Bloco de texto:
────────────────

Sublinhe-se que “justiça” significa, aqui, o complexo aparelho que aplica o aglomerado de textos legislativos por que se rege a nossa República, dita “de direito”: nada tem a ver com o conceito filosófico de JUSTIÇA, com a qual, como piedosamente avisava o saudoso professor conimbricense Orlando de Carvalho os seus alunos, nada tem a ver o “Direito”, que se preparavam para estudar na Universidade.
Da responsabilidade de quem legisla e de quem aplica o que é legislado, esta situação decorre de uma circunstância mais geral e, em meu entender, dificilmente superável nos tempos mais próximos: a estupidez e incultura predominantes, cá como no resto do Mundo, nas instituições em que os Estados se organizam (como nos indivíduos que corporizam tais instituições), o que muito concorre para a sua submissão a “quem manda” – e quem manda é quem tem mais dinheiro.
Para quem se incomoda com as intervenções “desabridas e inconvenientes” de Marinho e Pinto, actual e incómodo Bastonário reeleito da Ordem dos Advogados, este texto demonstra a razão e a sólida base da maioria das suas afirmações: quem mais responsabilidades assume na aplicação da Justiça – que deveria dignificar – é, precisamente, quem mais a distorce e avilta.
A dificuldade, que referi, em ultrapassar esta situação, reside no facto de a qualidade intelectual e humana de juízes, procuradores e advogados reproduzir, com exactidão, o campo de recrutamento de onde são oriundos, o qual é, por sua vez, a consequência da acção deliberada e, nos tempos que corre, cada vez mais intensa e aprimorada, das classes dominantes de, a todos os níveis de ensino e de comunicação de massas, transmitirem a discentes e cidadãos em geral, as bases da sua própria ideologia, apresentando-a como “a única possível” de aplicar às “sociedades modernas”, enquanto lhes sonegam os instrumentos de crítica que permitissem pôr em causa as falsas “evidências” com que os ofuscam. As excepções dos que conseguem escapar “ao sistema”, pela sua rara capacidade intelectual e integridade de carácter – como aconteceu, há pouco, com um juiz de Beja, que não hesitou em enfrentar a ganância da Banca na exploração dos seus clientes – apenas confirmam o enorme peso da massa informe dos que confirmam a regra…
Fiquemos, então, com a corajosa denúncia pública de Ricardo Sá-Fernandes.
NÃO ME CALO
1. Vale a pena combater a corrupção? Para dois juízes do Tribunal da Relação de Lisboa, não.
Como deverá uma pessoa agir para não ser perseguida nem pelo corruptor nem pela justiça? Ou foge e fica calada, ou aceita o suborno ou, se achar que isso é insuportável, denuncia anonimamente, de preferência através da internet.
Mas há uma coisa que nunca deverá fazer: assumir que denuncia a corrupção, precaver-se contra os ataques do corruptor e colaborar com as autoridades. A não ser que seja tolo e queira ser perseguido e enxovalhado.
2. Em 2006, fui contactado por um indivíduo que, telefonando sob uma identidade dissimulada, pediu um encontro particular num bar de um hotel, para tratar de assunto do interesse de ambos.

────────────────

O que fazer: Continue o texto sobre a justiça e a corrupção a partir da última frase apresentada. As linhas abaixo constituem material separado do texto.

────────────────

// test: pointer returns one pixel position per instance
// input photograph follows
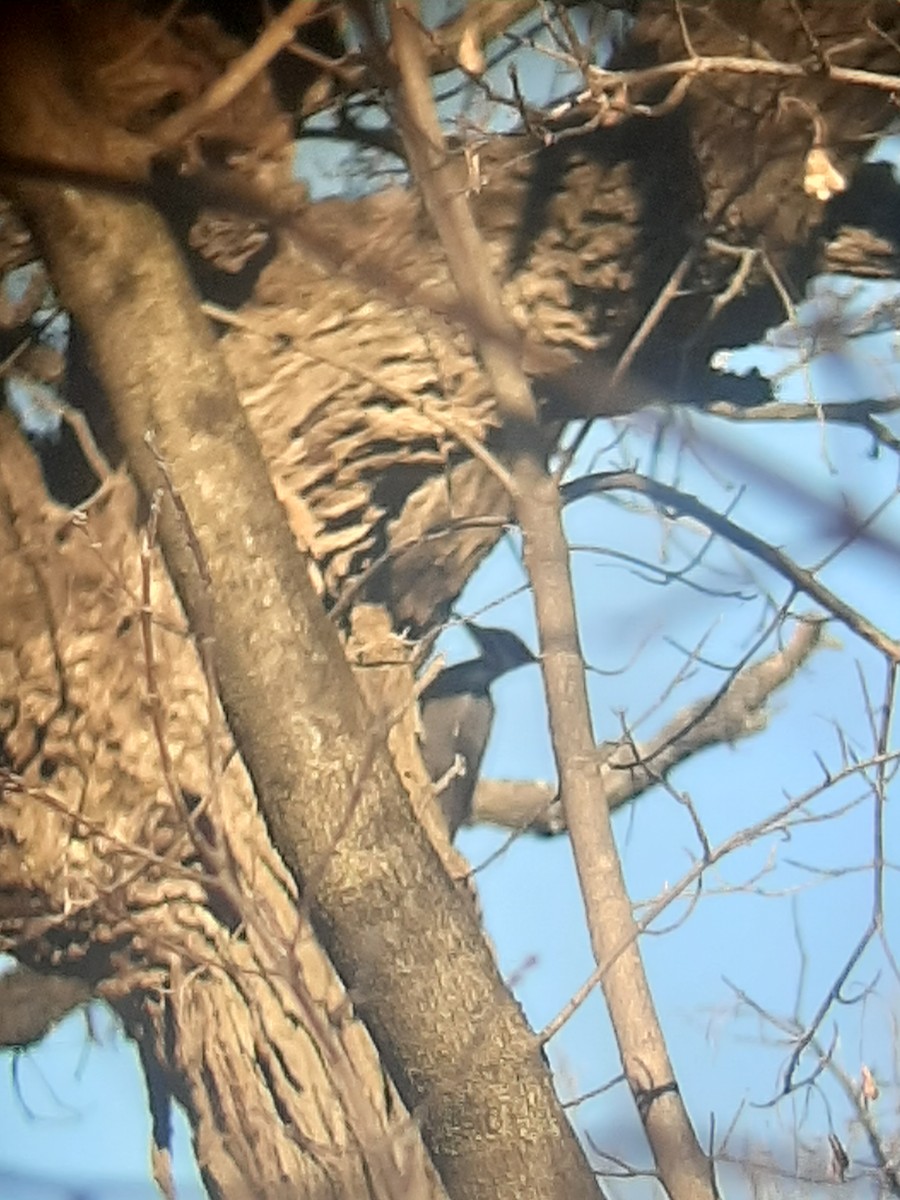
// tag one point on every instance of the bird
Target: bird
(457, 713)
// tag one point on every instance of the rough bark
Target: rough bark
(359, 379)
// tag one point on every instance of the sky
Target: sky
(774, 922)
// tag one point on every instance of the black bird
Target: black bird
(457, 713)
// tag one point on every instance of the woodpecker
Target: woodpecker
(457, 714)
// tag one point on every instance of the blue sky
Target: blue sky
(76, 1110)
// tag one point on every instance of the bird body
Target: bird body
(456, 718)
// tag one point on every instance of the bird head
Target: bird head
(501, 649)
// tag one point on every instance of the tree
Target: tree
(306, 978)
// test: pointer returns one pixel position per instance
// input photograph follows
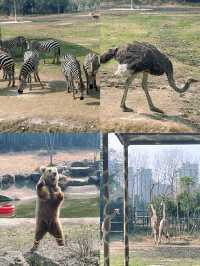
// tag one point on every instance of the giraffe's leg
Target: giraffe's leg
(123, 101)
(145, 88)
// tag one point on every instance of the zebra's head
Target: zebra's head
(80, 87)
(22, 84)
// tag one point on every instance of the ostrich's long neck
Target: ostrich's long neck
(172, 83)
(164, 212)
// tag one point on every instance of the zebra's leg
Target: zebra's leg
(30, 82)
(10, 78)
(35, 77)
(87, 80)
(38, 78)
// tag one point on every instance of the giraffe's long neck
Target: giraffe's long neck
(153, 210)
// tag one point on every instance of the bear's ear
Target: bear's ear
(42, 169)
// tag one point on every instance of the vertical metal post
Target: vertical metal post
(15, 10)
(126, 233)
(106, 222)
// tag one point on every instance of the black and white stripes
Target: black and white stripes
(11, 45)
(31, 62)
(7, 64)
(72, 71)
(48, 46)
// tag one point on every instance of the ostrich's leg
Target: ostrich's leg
(145, 88)
(123, 102)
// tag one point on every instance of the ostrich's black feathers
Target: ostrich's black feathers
(140, 57)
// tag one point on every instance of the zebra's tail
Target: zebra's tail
(59, 51)
(107, 56)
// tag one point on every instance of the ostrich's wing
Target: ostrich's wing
(141, 57)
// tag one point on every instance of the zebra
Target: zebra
(11, 45)
(47, 46)
(71, 69)
(30, 66)
(91, 66)
(7, 64)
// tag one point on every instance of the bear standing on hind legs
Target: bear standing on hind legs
(49, 200)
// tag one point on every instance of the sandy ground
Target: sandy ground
(15, 222)
(181, 112)
(50, 108)
(13, 163)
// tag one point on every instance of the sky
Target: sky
(148, 154)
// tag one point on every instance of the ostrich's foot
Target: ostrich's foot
(126, 109)
(157, 110)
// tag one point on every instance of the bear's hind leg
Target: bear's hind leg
(41, 230)
(56, 231)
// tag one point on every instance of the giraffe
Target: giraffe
(154, 223)
(163, 225)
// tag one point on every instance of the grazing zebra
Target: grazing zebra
(72, 71)
(28, 54)
(11, 45)
(30, 66)
(91, 66)
(7, 64)
(48, 46)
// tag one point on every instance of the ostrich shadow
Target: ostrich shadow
(173, 118)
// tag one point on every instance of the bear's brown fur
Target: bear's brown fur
(49, 199)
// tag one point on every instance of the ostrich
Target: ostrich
(143, 58)
(94, 15)
(154, 223)
(163, 225)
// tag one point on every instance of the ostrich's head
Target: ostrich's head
(107, 56)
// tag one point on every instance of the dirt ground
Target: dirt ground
(51, 108)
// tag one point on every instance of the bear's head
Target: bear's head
(50, 175)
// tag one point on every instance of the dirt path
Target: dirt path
(15, 222)
(52, 108)
(181, 112)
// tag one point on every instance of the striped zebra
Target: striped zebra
(7, 64)
(31, 62)
(48, 46)
(91, 66)
(71, 69)
(11, 45)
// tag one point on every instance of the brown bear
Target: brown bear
(49, 199)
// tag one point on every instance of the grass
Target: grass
(72, 208)
(117, 260)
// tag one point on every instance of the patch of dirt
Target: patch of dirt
(181, 112)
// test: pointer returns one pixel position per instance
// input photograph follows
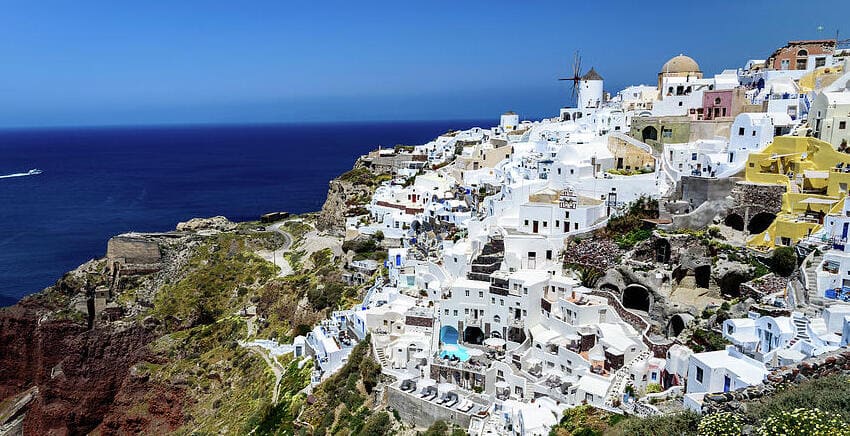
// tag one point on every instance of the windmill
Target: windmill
(576, 77)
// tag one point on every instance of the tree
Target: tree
(377, 425)
(783, 261)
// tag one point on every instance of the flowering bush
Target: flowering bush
(809, 422)
(720, 424)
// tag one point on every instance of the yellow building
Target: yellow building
(816, 178)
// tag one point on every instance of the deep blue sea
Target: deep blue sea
(99, 182)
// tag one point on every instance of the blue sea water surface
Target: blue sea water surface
(99, 182)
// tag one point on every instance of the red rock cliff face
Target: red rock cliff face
(83, 376)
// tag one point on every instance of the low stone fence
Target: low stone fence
(658, 349)
(837, 362)
(421, 413)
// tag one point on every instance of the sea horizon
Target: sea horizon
(100, 181)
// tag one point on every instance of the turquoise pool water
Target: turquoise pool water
(456, 351)
(448, 336)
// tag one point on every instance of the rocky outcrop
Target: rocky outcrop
(346, 197)
(214, 224)
(79, 372)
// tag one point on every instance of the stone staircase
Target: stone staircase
(814, 302)
(381, 356)
(801, 324)
(490, 260)
(620, 379)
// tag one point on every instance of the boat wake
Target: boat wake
(32, 172)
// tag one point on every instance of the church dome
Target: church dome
(681, 64)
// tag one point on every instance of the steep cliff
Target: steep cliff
(347, 196)
(155, 337)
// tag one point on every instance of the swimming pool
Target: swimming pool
(456, 351)
(448, 336)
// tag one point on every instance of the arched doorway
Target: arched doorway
(760, 222)
(609, 287)
(734, 221)
(662, 251)
(448, 335)
(649, 132)
(677, 323)
(702, 276)
(636, 297)
(473, 335)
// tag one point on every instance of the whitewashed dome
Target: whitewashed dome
(681, 64)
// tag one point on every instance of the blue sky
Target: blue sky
(108, 62)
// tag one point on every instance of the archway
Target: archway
(662, 251)
(760, 222)
(448, 335)
(649, 132)
(609, 287)
(677, 323)
(636, 297)
(730, 283)
(702, 276)
(473, 335)
(734, 221)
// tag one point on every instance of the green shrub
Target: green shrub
(653, 388)
(721, 424)
(377, 425)
(783, 261)
(809, 422)
(682, 423)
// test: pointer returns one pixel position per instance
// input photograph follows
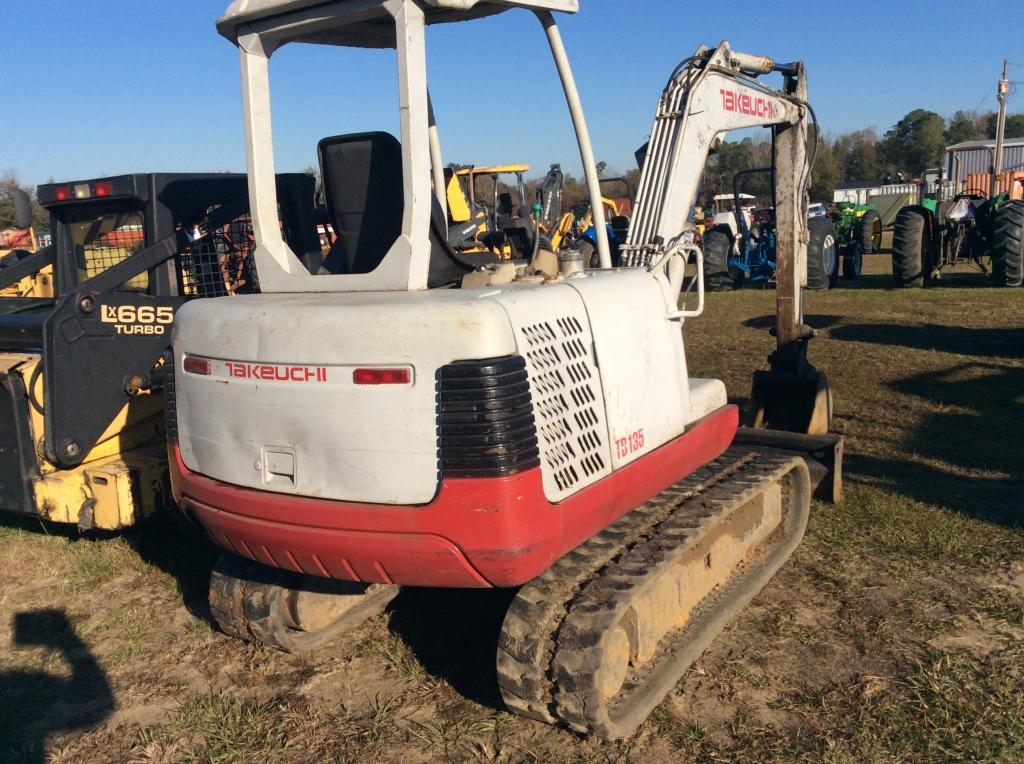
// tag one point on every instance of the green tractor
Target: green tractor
(859, 229)
(969, 227)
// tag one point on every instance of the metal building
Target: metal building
(977, 156)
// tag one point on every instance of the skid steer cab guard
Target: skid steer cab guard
(81, 413)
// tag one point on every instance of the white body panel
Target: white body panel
(606, 369)
(376, 442)
(637, 350)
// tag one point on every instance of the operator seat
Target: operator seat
(364, 193)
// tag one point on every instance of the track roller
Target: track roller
(599, 639)
(288, 610)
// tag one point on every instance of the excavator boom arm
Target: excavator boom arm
(712, 93)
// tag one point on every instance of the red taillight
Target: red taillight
(196, 365)
(382, 376)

────────────────

Resposta:
Desconfiado de uma abordagem criminosa, fui, mas gravei a conversa, para me poder defender, se o sujeito pretendesse “virar” a conversa contra mim e tentasse passar de criminoso a vítima. O que veio a acontecer e é um “clássico” nas máfias da corrupção.
A conversa era para tentar corromper o meu irmão, vereador em Lisboa. No dia seguinte, depositei a única cópia da gravação no Ministério Público. E denunciei a corrupção.
O MP pediu-me para ir a novo encontro e obter nova gravação, agora com autorização judicial. E assim foi. Tive mais duas conversas que foram prova decisiva na acusação e condenação do corruptor, a qual, finalmente, foi garantida em Janeiro passado, por um acórdão do Supremo Tribunal.
3. Esta história devia ter tido um desfecho rápido e útil – exemplar – para a prevenção da corrupção.
Todavia, a condenação do corruptor percorreu um sinuoso caminho e eu acabei a enfrentar vários processos, de natureza criminal, civil e disciplinar, contra um exército de juristas por ele contratados para proteger o seu objectivo ilícito de ficar dono do maior e mais bem situado terreno disponível para construção, em Lisboa (na ex-Feira Popular).
4. Depois de absolvido na 1ª instância e de o MP ter sustentado a justeza da decisão, fui agora condenado por dois juízes da Relação num acórdão com assinaturas ilegíveis (mas um deles já veio a público gabar-se da sua autoria), pelo crime de gravação ilícita: a que eu próprio fiz, para evitar que o corruptor pudesse convencer alguém, como tentou, de que eu é que o teria aliciado – e que imediatamente entreguei ao Ministério Público.
5. O acórdão utiliza dois argumentos. Diz que, tendo eu optado por ir ao encontro, fui eu que criei o perigo! Por outro lado, numa extraordinária ponderação de valores, não vislumbra qualquer supremacia do meu direito à honra e à defesa da verdade sobre o direito à palavra do corruptor.
Duvidam que um tribunal superior do vosso país sustente tais propósitos insultuosos para qualquer consciência cívica? Leiam o acórdão e julguem por vós.
6. Mas o mais grave é que o tribunal, para legitimar a condenação, sem pedido de ninguém e sem consultar nenhuma das provas do julgamento, decidiu alterar a matéria de facto dada como assente, invertendo o seu sentido.
Onde se lia que não fora provado que eu actuara sabendo da natureza criminosa da minha conduta – como de facto não sabia, com uma convicção partilhada por juízes, procuradores, advogados e jurisconsultos de todo o mundo (também em Portugal) –, passou a constar que eu bem sabia que estava a cometer um crime, numa decisão eivada da mais repulsiva arbitrariedade.
Nem pediram à 1ª instância a fundamentação que alegaram que faltava, nem determinaram novo julgamento, nem sequer aplicaram uma pena (remetendo tal escolha para a 1ª instância, numa singular originalidade). Parece que aquilo que importava era assegurar que o denunciante da corrupção não se ia “safar”.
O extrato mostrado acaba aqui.